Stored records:
######

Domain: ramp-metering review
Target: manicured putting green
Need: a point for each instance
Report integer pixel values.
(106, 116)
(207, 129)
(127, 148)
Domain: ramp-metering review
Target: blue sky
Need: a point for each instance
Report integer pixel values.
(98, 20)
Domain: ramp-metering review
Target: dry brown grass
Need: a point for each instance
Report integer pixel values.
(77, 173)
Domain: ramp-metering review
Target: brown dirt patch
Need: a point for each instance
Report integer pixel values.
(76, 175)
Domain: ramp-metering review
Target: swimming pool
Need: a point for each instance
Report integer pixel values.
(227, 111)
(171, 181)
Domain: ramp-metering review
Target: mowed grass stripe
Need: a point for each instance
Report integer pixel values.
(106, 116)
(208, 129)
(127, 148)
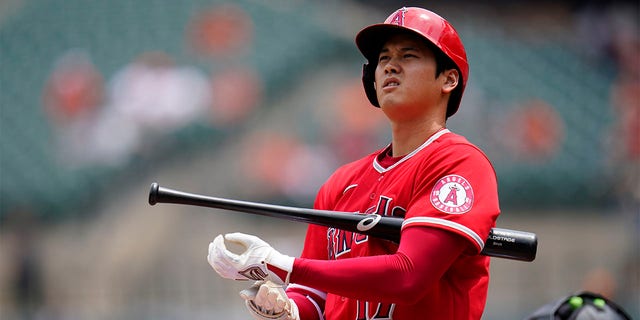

######

Repeat the data above word for word, without pictures.

## [Problem solution]
Domain: ramp-metering review
Target: manicured putting green
Need: a point for each instance
Report integer pixel values.
(106, 116)
(207, 129)
(127, 148)
Domain: ramp-metering review
Target: blue sky
Need: a point for each instance
Report integer pixel values.
(98, 20)
Domain: ramp-metering review
Target: dry brown grass
Need: a point for each instance
Report integer pixel values.
(77, 173)
Domain: ramp-metering review
Target: brown dirt patch
Need: a point for each instance
Report integer pixel values.
(76, 175)
Domain: ramp-metering review
Target: swimming pool
Need: a point for each instance
Report integer pixel values.
(227, 111)
(171, 181)
Domain: ramp-metering review
Target: mowed grass stripe
Need: a point for each instance
Report integer pixel values.
(106, 116)
(208, 129)
(127, 148)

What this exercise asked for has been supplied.